** Start of EXCERPTED PASSAGE **

A version of this article will be published in ‘My Business’ Magazine, August 2005

Engaging people to carry out work is one of the most common functions of a typical Australian business. Finding the right person for the job can be challenging, but also very rewarding. Ending the employment relationship can also be a challenging situation. The decision to dismiss an employee needs to be made very carefully and with due regard to the various ‘dismissal’ laws which have been created by both State and Commonwealth Parliaments. Some laws allow workers to make claims against their former employers where they believe they have been unfairly dismissed from their employment. Other laws set minimum notice periods which must be given in order to lawfully terminate the employment. Despite the complexity, there are some worthwhile steps that employers can take in order to reduce the likelihood of a claim against the business. Ensuring that the decision to terminate is supported by reasons based upon fact, and providing a person the opportunity to respond to allegations of poor performance or misconduct are examples of these steps.

Bringing an employment relationship to an end

Even the best of staff relationships can break down over time and it may be necessary for an employer to bring an employment relationship to an end. The decision to dismiss an employee may be necessary for a variety of reasons. For instance operational requirements of the business may have changed to such an extent that the position held by the employee is no longer required. Dismissal may be necessary because the performance of the employee is below acceptable standards. It may also be necessary to remove an employee because he/she has carried out a single act of serious and wilful misconduct.

** End of EXCERPTED PASSAGE **
** Start of DATASET CONTENT **

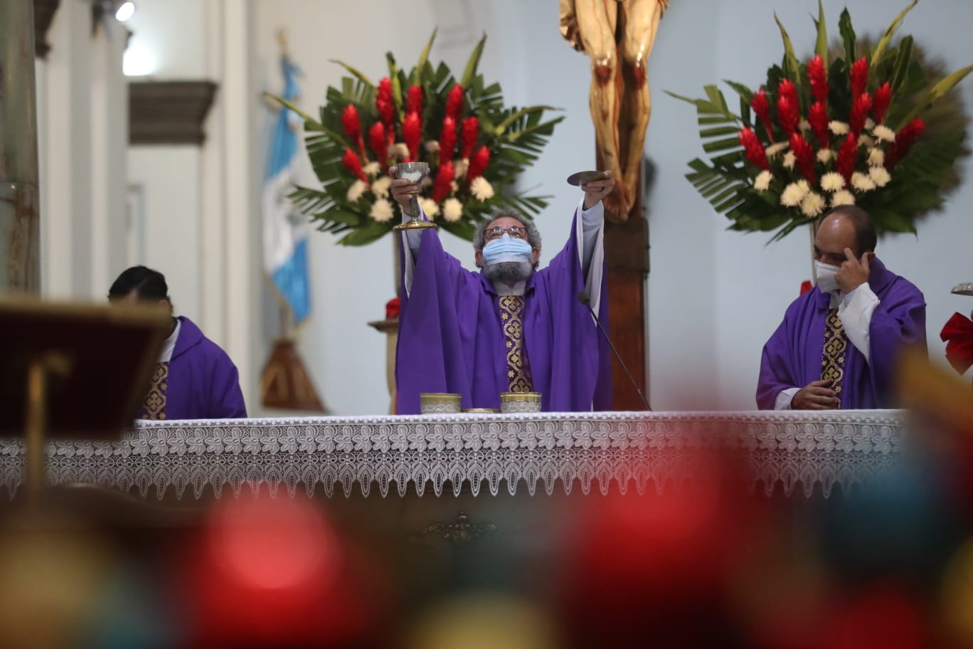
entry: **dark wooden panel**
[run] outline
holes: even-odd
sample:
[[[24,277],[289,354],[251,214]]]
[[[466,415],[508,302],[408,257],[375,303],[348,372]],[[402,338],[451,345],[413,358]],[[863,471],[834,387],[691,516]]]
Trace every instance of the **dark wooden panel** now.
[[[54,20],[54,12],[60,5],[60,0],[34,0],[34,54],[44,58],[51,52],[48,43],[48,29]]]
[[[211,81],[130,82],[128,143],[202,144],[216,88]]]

** End of DATASET CONTENT **
** Start of DATASET CONTENT **

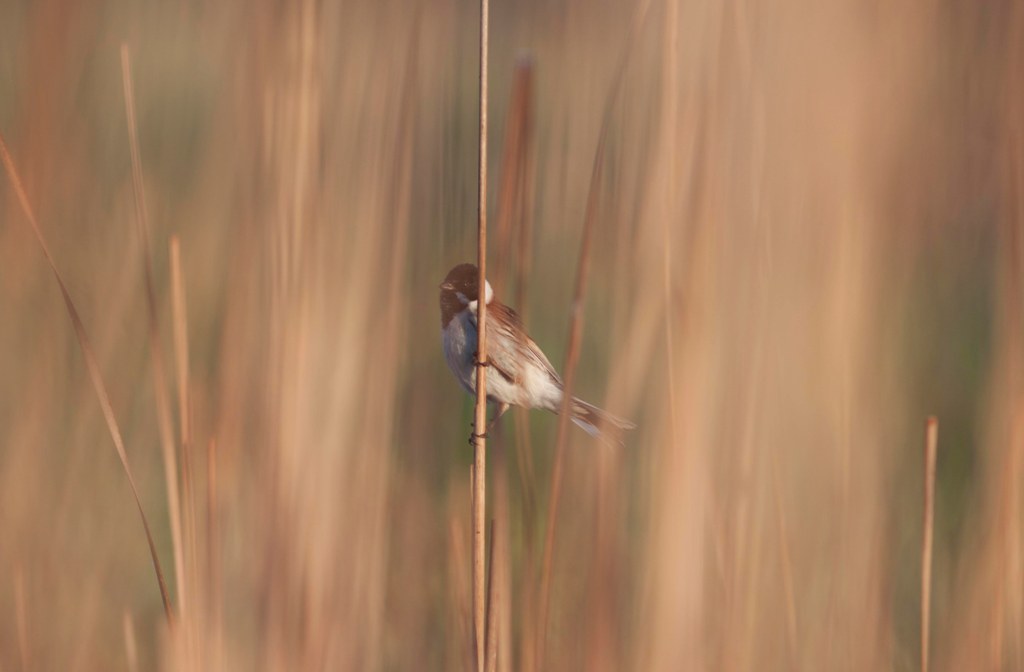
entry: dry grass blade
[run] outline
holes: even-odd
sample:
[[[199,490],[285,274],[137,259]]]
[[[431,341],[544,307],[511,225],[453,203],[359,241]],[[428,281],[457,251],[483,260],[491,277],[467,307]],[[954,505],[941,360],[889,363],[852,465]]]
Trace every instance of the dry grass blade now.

** End of DATASET CONTENT **

> _AIM 1_
According to the dismissal article, which Parliaments have created the various dismissal laws?
> _AIM 2_
Carry on the dismissal article from the point where it stops.
The listing is material separate from the dismissal article.

> _EXERCISE OUTPUT 1_
Both State and Commonwealth Parliaments.

> _EXERCISE OUTPUT 2_
John Stanton, Partner, says "Legal claims about the fairness of a dismissal are frequently made against employers. With few exceptions, the industrial tribunals across Australia are able to compensate and, in some cases, reinstate workers who have been unfairly dismissed from their employment. Therefore it’s not surprising that employers regularly cite unfair dismissal laws as being particularly challenging."

Good risk management practice

Defending a claim of unfair dismissal before a tribunal can be a time-consuming and frustrating exercise for business. Stanton suggests "It is good risk management practice for employers to ensure that the reasons used to support the dismissal are supported by reliable facts and the employee is given an opportunity to respond to any allegations of misconduct or poor performance."

Stanton explains that if the employment is to be terminated due to performance related reasons, the prudent employer will be satisfied that the employee has been given a fair and reasonable opportunity to improve before the decision is made to dismiss.

Warnings

Stanton recommends that an employer should carefully plan the approach if faced with the prospect of dismissing an employee. Clear and unambiguous written warnings are highly desirable. Warnings should be complemented by counselling if an employee has failed to measure up to the reasonable standards of the employer. Written warnings provide the employer with a physical record of the circumstances leading to employer action.

As Stanton explains "Warnings give the employer the opportunity to explain the reasoning behind the decision. This can serve the employer’s interests if the employer’s actions come under scrutiny in legal proceedings."

The benefit of written warnings is not just limited to the defence of unfair dismissal claims. In some jurisdictions, such as New South Wales, a workers compensation claim for psychological injury will be denied if it arises from the reasonable actions of the employer in response to the performance or conduct of the employee. Occupational health and safety considerations may also be relevant to the employer’s decision to discipline or dismiss an employee.

Regardless of the location in Australia, statutory laws require that employers provide safe and risk free workplaces. In New South Wales the employer must ensure the health and safety of people within the workplace. This is a strict obligation and discipline, or even dismissal, may be necessary in circumstances where an employee has acted to place people in the workplace at risk of illness or injury.

Whatever the cause of the dismissal, it will be in the employer’s interests to set out the reasons in writing using clear and unambiguous language.

What is an unfair dismissal?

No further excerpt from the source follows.